_Extract provided_:
Any idea? Any log or metric that may be useful to debug this problem?
Pulsar version (brokers): 1.20.0
Pulsar clients version: 1.22.0
Bookkeeper version: 4.7.1
@bardock Can you shared topics stats : pulsar-admin persistent stats $TOPIC and internal stats pulsar-admin persistent stats-internal $TOPIC
Here they are: stats.zip
Thanks!
@bardock From the stats, it seems all partitions have rate 0, and no backlog accumulated. I couldn't see any stuck consumer/subscription in there.
@merlimat sorry, that consumer is working ok right now. I will update this issue when it'll happen again. We are facing this problem almost every week. Thanks!
Hi. I don't know if it's a similar issue, but here is what just happened on our Pulsar cluster (small three nodes clusters) :
One of the 3 broker suddenly stopped sending messages, its total MSG/S OUT was zero while MSG/I IN were still at ~100k/s. So it acted as if all the consumers on this particular broker were simultaneously disconnected. The odd thing is that no exception were thrown, and no error or warning were issued, either on the client side (the log level for pulsar is WARN) or on the brokers. The topics are persistent, failover non shared. All machines (clients and brokers) were under light load (0% wait, 20% CPU, low network BW).

_Exercises to complete_:
**A.** Please translate this sentence from the Pulsar thread into Spanish: "We are facing this problem almost every week."
**B.** Write out the stretch from "Pulsar version (brokers): 1.20.0" through "consumer/subscription in there." in the Pulsar thread again, switching "partitions" to "segments".

_Raw records_:
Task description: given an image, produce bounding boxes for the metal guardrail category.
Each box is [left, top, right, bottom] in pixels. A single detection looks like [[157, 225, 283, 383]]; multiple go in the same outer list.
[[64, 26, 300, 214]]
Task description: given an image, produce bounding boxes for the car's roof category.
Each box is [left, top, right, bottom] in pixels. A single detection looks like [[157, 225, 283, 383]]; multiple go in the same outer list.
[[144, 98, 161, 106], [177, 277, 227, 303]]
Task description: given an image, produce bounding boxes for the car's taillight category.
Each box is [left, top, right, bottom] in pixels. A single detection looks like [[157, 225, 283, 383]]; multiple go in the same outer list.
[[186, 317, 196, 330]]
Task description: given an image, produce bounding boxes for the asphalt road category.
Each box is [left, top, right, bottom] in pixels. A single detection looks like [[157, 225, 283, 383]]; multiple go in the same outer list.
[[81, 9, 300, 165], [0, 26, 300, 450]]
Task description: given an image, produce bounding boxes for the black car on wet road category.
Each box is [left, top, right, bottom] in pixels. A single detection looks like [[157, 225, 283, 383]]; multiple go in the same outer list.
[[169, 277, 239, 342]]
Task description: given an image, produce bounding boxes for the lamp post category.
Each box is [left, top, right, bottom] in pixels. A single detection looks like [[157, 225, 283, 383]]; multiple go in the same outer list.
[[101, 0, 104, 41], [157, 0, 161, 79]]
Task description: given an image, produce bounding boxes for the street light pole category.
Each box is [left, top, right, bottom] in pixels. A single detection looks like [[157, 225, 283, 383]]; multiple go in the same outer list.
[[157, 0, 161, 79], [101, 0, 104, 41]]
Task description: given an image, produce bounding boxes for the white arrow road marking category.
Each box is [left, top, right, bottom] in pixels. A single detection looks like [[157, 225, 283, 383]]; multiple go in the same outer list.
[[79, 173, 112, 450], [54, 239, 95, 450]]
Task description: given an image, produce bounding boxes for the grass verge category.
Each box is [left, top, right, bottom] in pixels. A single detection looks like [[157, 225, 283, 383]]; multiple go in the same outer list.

_Outputs in order_:
**A.** Nos enfrentamos a este problema casi todas las semanas.

**B.**
Pulsar version (brokers): 1.20.0
Pulsar clients version: 1.22.0
Bookkeeper version: 4.7.1
@bardock Can you shared topics stats : pulsar-admin persistent stats $TOPIC and internal stats pulsar-admin persistent stats-internal $TOPIC
Here they are: stats.zip
Thanks!
@bardock From the stats, it seems all segments have rate 0, and no backlog accumulated. I couldn't see any stuck consumer/subscription in there.